WHAT YOU WILL DO
Include in the output the line containing "logo on jersey" and each subsequent line of the records, through the end, transcribed exactly. Add nothing else.

_ _ _ _

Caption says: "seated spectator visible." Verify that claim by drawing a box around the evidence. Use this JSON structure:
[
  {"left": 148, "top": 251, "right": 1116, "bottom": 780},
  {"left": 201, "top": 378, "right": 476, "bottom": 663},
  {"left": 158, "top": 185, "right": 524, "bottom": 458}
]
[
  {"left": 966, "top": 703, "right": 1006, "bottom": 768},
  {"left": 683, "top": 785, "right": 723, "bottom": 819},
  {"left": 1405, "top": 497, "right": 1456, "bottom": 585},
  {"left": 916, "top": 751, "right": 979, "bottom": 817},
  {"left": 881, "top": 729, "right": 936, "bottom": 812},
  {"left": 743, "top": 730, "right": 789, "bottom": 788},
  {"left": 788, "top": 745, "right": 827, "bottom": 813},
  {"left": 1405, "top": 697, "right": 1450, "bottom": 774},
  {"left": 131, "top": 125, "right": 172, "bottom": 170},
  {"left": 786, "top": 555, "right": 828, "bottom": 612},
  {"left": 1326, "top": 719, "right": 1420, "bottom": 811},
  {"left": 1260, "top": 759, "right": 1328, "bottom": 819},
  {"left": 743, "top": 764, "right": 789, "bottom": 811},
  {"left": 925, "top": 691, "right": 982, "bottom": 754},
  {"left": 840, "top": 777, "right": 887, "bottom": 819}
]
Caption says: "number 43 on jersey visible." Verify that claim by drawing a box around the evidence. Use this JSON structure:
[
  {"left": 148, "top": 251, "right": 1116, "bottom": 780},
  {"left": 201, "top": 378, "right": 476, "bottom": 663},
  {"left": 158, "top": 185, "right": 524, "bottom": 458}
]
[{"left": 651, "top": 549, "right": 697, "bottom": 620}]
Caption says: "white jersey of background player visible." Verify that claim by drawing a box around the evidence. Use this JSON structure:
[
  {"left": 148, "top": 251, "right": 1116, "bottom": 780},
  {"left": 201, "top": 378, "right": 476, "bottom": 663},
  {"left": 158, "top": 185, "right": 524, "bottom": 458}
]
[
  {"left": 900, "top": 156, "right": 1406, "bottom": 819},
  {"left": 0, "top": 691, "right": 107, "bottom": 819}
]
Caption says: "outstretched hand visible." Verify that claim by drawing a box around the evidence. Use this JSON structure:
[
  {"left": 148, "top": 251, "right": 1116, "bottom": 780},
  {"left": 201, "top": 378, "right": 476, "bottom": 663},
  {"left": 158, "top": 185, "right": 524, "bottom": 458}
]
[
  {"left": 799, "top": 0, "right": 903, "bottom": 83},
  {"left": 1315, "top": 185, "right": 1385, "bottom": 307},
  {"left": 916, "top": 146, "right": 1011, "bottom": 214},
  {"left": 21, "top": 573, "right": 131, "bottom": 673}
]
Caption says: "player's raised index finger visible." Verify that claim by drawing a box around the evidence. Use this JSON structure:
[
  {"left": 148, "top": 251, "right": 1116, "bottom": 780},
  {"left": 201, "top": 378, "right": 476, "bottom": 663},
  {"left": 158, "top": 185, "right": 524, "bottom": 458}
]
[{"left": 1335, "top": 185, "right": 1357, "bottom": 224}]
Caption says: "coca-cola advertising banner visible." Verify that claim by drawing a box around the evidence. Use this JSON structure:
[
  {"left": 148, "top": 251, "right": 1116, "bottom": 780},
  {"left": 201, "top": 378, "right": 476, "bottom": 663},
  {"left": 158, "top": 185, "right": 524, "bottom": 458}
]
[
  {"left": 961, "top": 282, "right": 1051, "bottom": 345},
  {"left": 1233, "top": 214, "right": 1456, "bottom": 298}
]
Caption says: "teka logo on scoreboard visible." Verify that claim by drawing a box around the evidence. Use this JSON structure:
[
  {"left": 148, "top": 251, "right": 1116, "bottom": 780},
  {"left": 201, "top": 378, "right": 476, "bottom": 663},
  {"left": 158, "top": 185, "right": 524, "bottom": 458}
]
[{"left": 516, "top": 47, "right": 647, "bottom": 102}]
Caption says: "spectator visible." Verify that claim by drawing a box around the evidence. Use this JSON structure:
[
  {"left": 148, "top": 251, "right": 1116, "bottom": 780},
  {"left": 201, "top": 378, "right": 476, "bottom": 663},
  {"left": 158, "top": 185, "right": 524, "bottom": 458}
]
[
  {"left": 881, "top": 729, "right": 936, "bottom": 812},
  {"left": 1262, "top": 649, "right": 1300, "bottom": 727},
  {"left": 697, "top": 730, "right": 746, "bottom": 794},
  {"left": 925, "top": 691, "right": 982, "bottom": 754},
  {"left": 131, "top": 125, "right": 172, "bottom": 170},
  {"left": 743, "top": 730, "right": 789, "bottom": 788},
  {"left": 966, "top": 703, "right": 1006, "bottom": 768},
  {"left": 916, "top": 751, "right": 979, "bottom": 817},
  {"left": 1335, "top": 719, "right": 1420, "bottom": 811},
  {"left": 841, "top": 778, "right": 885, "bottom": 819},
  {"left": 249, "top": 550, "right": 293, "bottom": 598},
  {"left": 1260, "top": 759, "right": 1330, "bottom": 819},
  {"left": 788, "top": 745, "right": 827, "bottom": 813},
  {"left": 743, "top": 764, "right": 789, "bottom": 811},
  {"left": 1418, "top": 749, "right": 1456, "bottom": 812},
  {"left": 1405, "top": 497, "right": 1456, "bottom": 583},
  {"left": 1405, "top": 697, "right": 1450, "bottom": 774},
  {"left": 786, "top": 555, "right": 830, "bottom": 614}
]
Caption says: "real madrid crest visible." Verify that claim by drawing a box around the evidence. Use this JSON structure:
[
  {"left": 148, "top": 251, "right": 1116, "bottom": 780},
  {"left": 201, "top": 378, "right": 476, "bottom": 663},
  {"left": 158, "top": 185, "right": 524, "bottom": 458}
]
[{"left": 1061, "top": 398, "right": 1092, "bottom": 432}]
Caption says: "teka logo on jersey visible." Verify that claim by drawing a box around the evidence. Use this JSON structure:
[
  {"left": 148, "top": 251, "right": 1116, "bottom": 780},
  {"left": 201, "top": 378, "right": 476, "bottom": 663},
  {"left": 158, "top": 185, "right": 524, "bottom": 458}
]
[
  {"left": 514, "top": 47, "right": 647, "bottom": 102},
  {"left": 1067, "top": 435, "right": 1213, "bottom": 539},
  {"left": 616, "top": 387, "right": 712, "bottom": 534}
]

_ _ _ _

TASK RESPONSE
Caption says: "teka logo on jersey visible." Verify that claim by drawing a box around the evidence. Use this JSON structure:
[
  {"left": 148, "top": 251, "right": 1116, "bottom": 780},
  {"left": 201, "top": 378, "right": 476, "bottom": 663},
  {"left": 158, "top": 185, "right": 524, "bottom": 458}
]
[
  {"left": 514, "top": 47, "right": 647, "bottom": 102},
  {"left": 1067, "top": 435, "right": 1213, "bottom": 539},
  {"left": 616, "top": 387, "right": 712, "bottom": 534}
]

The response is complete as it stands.